Entries from a point annotation set
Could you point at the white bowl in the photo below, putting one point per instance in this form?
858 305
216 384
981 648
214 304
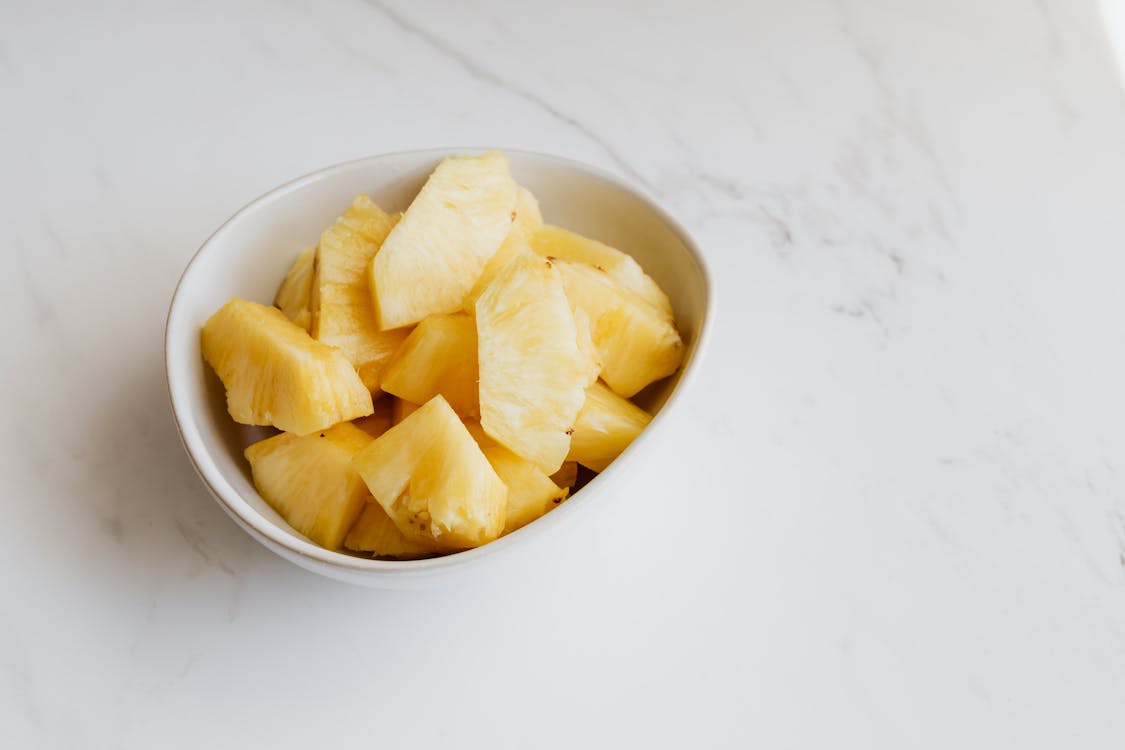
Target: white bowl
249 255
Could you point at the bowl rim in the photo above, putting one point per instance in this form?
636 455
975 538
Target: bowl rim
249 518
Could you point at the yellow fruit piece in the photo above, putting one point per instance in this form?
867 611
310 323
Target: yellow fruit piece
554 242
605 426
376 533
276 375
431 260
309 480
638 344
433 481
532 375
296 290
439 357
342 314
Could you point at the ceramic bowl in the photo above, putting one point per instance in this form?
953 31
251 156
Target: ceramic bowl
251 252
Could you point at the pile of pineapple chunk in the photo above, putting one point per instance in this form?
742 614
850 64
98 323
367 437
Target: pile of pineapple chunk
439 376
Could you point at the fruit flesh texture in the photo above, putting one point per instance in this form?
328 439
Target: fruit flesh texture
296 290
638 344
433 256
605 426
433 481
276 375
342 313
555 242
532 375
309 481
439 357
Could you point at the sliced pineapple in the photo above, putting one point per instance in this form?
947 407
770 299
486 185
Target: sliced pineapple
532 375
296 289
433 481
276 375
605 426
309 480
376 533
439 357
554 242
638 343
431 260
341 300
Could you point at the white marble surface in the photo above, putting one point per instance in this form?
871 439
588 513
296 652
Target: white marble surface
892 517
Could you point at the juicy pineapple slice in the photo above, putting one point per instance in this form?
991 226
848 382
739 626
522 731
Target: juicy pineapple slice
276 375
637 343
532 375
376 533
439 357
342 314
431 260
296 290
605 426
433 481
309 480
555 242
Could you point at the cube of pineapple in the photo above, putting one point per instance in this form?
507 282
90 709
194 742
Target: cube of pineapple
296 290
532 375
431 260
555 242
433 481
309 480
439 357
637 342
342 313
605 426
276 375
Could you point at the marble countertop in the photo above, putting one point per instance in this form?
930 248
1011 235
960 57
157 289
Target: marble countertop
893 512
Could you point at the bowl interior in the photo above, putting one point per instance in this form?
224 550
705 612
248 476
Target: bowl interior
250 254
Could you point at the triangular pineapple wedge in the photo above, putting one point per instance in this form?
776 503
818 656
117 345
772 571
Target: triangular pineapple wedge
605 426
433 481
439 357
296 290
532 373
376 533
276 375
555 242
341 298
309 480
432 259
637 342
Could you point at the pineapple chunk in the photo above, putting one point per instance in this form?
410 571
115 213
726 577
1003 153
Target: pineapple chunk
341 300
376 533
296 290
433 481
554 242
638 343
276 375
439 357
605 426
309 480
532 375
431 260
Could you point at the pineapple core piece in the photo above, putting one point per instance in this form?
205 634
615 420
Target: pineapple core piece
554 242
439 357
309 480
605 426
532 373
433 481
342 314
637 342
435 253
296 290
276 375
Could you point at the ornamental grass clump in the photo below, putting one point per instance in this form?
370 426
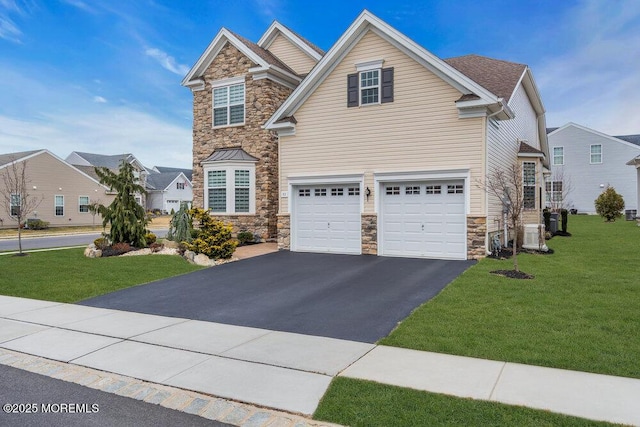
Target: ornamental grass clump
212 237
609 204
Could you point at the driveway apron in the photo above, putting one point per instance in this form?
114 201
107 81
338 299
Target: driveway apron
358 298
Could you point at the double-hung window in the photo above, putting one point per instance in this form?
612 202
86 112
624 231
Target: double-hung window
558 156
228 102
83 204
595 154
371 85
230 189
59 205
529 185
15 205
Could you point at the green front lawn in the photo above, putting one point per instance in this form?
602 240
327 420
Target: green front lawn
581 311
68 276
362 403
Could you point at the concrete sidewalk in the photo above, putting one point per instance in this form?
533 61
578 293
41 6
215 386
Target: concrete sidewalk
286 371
==
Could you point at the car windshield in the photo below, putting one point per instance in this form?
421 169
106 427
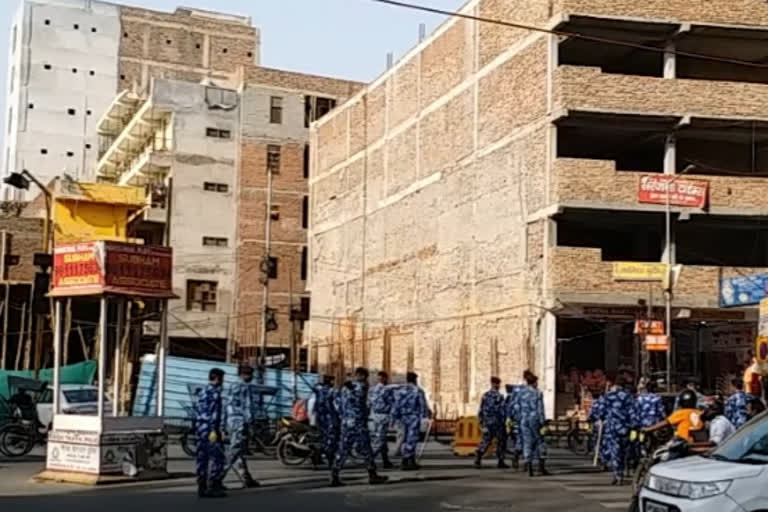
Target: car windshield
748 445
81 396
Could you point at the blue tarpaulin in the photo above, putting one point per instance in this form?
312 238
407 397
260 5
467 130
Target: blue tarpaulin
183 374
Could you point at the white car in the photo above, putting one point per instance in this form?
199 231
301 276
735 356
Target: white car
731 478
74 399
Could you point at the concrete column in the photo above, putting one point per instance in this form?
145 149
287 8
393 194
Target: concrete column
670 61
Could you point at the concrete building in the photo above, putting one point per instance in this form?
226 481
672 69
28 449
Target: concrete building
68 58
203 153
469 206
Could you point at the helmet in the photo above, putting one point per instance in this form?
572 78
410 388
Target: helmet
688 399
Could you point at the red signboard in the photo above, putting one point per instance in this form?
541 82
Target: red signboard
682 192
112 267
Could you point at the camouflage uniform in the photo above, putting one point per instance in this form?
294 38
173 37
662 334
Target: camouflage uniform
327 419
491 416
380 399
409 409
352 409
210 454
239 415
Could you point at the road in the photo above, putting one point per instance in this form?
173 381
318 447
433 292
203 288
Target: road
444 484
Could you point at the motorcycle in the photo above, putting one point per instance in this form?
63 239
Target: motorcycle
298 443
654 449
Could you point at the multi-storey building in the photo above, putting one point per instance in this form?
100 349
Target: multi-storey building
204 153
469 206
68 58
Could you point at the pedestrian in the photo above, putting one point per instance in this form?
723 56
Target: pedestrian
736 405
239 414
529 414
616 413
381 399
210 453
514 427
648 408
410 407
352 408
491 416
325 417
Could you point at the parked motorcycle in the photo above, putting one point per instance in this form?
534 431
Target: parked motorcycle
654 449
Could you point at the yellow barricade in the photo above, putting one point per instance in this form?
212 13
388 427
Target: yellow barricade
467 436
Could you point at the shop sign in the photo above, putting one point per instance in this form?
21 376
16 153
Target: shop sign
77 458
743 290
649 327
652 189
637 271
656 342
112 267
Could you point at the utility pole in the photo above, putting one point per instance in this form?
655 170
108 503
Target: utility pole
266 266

▸ **What the exercise asks**
Locate each row that contains the word "utility" and copy those rows in full.

▸ **Exercise solution**
Could you point at the utility pole in the photo above, putting one point per instance in this form?
Target: utility pole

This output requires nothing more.